(What the task asks): Pick out each line of the data below that contains the word "young", and copy those lines unchanged.

Object outline annotations
################

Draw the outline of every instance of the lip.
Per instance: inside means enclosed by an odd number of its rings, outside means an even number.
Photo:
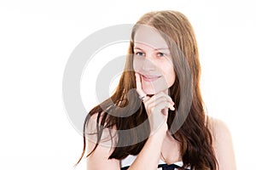
[[[160,76],[148,76],[148,75],[146,76],[142,75],[142,76],[145,82],[154,82],[160,77]]]

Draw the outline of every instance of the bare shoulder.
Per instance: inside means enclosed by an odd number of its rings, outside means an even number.
[[[219,169],[236,169],[231,133],[226,123],[213,117],[208,118],[212,136],[212,147]]]
[[[208,128],[212,133],[213,142],[223,138],[231,138],[230,131],[224,122],[208,116]]]

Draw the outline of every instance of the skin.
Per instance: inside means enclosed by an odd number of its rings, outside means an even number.
[[[143,99],[151,133],[129,169],[155,170],[160,159],[167,164],[181,161],[179,144],[167,133],[167,110],[175,110],[175,104],[168,95],[167,89],[173,84],[175,74],[172,58],[168,55],[170,52],[166,49],[162,51],[166,48],[166,42],[152,29],[139,29],[135,35],[134,69],[137,91],[140,96],[151,94],[151,97],[147,96]],[[210,118],[209,128],[213,137],[212,146],[219,169],[236,170],[232,139],[227,126],[219,120]],[[87,153],[90,153],[94,146],[93,142],[87,140]],[[119,170],[119,160],[108,159],[113,149],[100,144],[95,152],[87,158],[87,169]]]

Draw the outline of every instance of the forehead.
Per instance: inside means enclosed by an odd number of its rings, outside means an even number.
[[[141,25],[134,35],[135,44],[145,44],[154,48],[168,48],[168,45],[159,31],[149,26]]]

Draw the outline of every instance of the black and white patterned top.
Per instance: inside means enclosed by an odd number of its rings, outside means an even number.
[[[121,161],[121,170],[127,170],[129,167],[132,164],[132,162],[136,159],[136,156],[128,156],[125,159]],[[171,165],[167,165],[163,161],[160,160],[158,164],[157,170],[177,170],[178,167],[183,167],[183,162],[177,162],[175,163],[172,163]],[[189,170],[190,168],[188,167],[187,170]]]

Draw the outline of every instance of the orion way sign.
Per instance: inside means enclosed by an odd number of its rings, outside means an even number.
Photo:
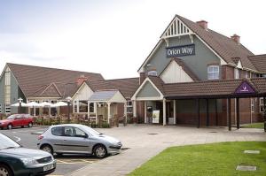
[[[167,57],[195,55],[195,44],[168,47],[166,50]]]

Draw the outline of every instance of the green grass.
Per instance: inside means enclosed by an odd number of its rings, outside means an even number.
[[[249,124],[249,125],[245,125],[242,127],[245,128],[264,128],[264,124],[263,123],[254,123],[254,124]]]
[[[261,154],[244,154],[246,149],[259,149]],[[257,171],[236,171],[239,164],[255,165]],[[171,147],[129,175],[265,176],[266,142],[236,142]]]

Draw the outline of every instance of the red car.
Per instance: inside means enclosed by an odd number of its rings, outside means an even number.
[[[17,126],[27,126],[32,127],[33,118],[29,114],[12,114],[6,119],[0,120],[0,128],[12,129]]]

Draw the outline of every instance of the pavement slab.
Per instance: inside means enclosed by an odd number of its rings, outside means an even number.
[[[71,176],[121,176],[131,172],[136,168],[171,146],[205,144],[222,142],[266,141],[266,133],[258,129],[240,128],[228,131],[227,128],[196,128],[176,126],[129,125],[127,126],[98,129],[98,131],[115,136],[124,148],[119,155],[111,156],[90,164]],[[212,133],[212,132],[216,133]]]

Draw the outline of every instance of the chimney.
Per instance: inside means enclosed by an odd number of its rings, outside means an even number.
[[[237,43],[237,44],[240,44],[240,36],[234,34],[232,36],[231,36],[231,38]]]
[[[88,78],[84,76],[84,74],[80,75],[80,77],[76,80],[77,86],[81,86],[83,81],[88,80]]]
[[[207,30],[207,22],[206,20],[200,20],[196,22],[203,29]]]

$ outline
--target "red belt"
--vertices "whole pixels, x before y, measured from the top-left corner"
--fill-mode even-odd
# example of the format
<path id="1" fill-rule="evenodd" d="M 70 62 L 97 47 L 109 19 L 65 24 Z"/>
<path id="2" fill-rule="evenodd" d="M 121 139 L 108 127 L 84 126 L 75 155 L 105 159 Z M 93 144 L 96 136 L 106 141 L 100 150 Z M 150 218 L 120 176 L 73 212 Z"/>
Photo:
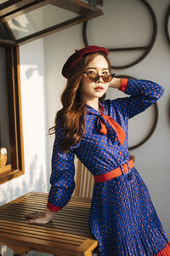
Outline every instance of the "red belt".
<path id="1" fill-rule="evenodd" d="M 129 161 L 124 161 L 121 164 L 120 167 L 112 170 L 107 173 L 101 175 L 94 175 L 94 177 L 96 183 L 101 183 L 109 179 L 118 177 L 122 174 L 126 175 L 130 172 L 131 169 L 134 167 L 133 160 L 131 159 Z"/>

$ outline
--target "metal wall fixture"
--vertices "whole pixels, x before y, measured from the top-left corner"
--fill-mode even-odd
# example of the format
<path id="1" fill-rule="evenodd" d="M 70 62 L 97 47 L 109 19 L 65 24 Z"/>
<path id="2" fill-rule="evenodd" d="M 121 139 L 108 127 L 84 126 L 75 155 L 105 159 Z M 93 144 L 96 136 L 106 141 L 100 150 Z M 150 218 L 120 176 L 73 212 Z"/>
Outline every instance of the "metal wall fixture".
<path id="1" fill-rule="evenodd" d="M 170 26 L 168 26 L 168 22 L 170 22 L 169 16 L 170 16 L 170 5 L 165 15 L 165 24 L 164 24 L 165 36 L 170 45 Z"/>
<path id="2" fill-rule="evenodd" d="M 138 58 L 134 61 L 132 61 L 129 64 L 122 65 L 122 66 L 113 66 L 112 65 L 111 67 L 114 68 L 114 69 L 123 69 L 123 68 L 127 68 L 127 67 L 134 66 L 135 64 L 139 63 L 149 54 L 149 52 L 150 51 L 150 49 L 151 49 L 151 48 L 152 48 L 152 46 L 155 43 L 156 33 L 157 33 L 157 23 L 156 23 L 156 15 L 154 14 L 154 11 L 153 11 L 152 8 L 150 7 L 150 5 L 148 3 L 147 1 L 145 1 L 145 0 L 139 0 L 139 1 L 142 2 L 144 4 L 144 6 L 148 9 L 148 11 L 150 15 L 150 17 L 151 17 L 151 20 L 152 20 L 152 35 L 151 35 L 150 42 L 146 46 L 125 47 L 125 48 L 109 48 L 108 49 L 109 49 L 110 52 L 135 51 L 135 50 L 141 50 L 141 49 L 144 50 L 144 52 L 142 54 L 142 55 L 139 56 L 139 58 Z M 83 42 L 84 42 L 85 46 L 88 45 L 87 30 L 88 30 L 88 21 L 84 22 L 83 26 L 82 26 L 82 38 L 83 38 Z"/>
<path id="3" fill-rule="evenodd" d="M 131 76 L 128 76 L 128 75 L 116 75 L 116 78 L 117 79 L 135 79 L 134 77 L 131 77 Z M 158 106 L 157 106 L 157 102 L 155 102 L 153 104 L 154 107 L 154 122 L 152 124 L 152 126 L 150 128 L 150 130 L 149 131 L 148 134 L 146 135 L 146 137 L 142 139 L 139 143 L 131 146 L 128 148 L 128 150 L 132 150 L 132 149 L 135 149 L 140 146 L 142 146 L 144 143 L 145 143 L 152 136 L 152 134 L 154 133 L 156 127 L 157 125 L 157 121 L 158 121 Z"/>

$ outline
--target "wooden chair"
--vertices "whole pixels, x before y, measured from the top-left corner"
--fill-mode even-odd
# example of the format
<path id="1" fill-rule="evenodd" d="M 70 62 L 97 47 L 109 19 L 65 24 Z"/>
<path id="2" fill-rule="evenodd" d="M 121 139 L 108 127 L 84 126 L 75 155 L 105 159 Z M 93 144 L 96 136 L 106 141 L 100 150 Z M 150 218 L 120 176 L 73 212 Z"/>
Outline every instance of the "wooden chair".
<path id="1" fill-rule="evenodd" d="M 26 213 L 45 210 L 47 193 L 31 192 L 0 207 L 0 244 L 8 246 L 14 256 L 31 250 L 56 256 L 92 256 L 97 252 L 98 242 L 88 230 L 94 179 L 76 161 L 74 194 L 51 223 L 30 225 L 25 220 Z"/>

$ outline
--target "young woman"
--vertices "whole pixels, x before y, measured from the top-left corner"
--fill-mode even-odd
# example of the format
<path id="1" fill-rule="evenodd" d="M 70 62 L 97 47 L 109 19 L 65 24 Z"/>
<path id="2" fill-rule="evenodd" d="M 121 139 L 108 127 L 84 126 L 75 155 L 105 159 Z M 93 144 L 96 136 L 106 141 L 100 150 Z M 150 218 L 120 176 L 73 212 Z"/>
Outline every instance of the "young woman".
<path id="1" fill-rule="evenodd" d="M 63 67 L 67 79 L 55 118 L 51 189 L 44 213 L 28 223 L 49 222 L 74 191 L 74 156 L 93 173 L 95 183 L 89 229 L 100 256 L 167 256 L 170 243 L 149 191 L 128 153 L 128 119 L 157 101 L 163 88 L 151 81 L 116 79 L 108 50 L 76 50 Z M 105 100 L 108 87 L 130 96 Z"/>

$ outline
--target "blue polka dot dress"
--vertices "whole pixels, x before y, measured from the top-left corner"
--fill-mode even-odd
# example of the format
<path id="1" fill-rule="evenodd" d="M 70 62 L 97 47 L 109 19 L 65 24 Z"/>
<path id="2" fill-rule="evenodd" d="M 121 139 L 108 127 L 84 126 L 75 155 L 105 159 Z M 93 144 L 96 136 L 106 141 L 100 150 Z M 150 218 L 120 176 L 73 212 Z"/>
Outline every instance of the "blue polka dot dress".
<path id="1" fill-rule="evenodd" d="M 130 160 L 128 119 L 157 101 L 163 88 L 151 81 L 122 79 L 120 90 L 130 95 L 100 102 L 103 114 L 111 117 L 125 132 L 120 143 L 117 132 L 100 112 L 86 104 L 86 130 L 80 143 L 62 153 L 62 129 L 56 129 L 52 156 L 51 189 L 47 207 L 57 212 L 65 207 L 75 188 L 75 154 L 95 177 L 105 174 Z M 99 126 L 105 125 L 102 134 Z M 167 256 L 170 243 L 156 212 L 146 185 L 133 167 L 126 175 L 94 183 L 89 230 L 99 242 L 98 256 Z"/>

################

(Expected answer):
--target "young woman"
Outline every instance of the "young woman".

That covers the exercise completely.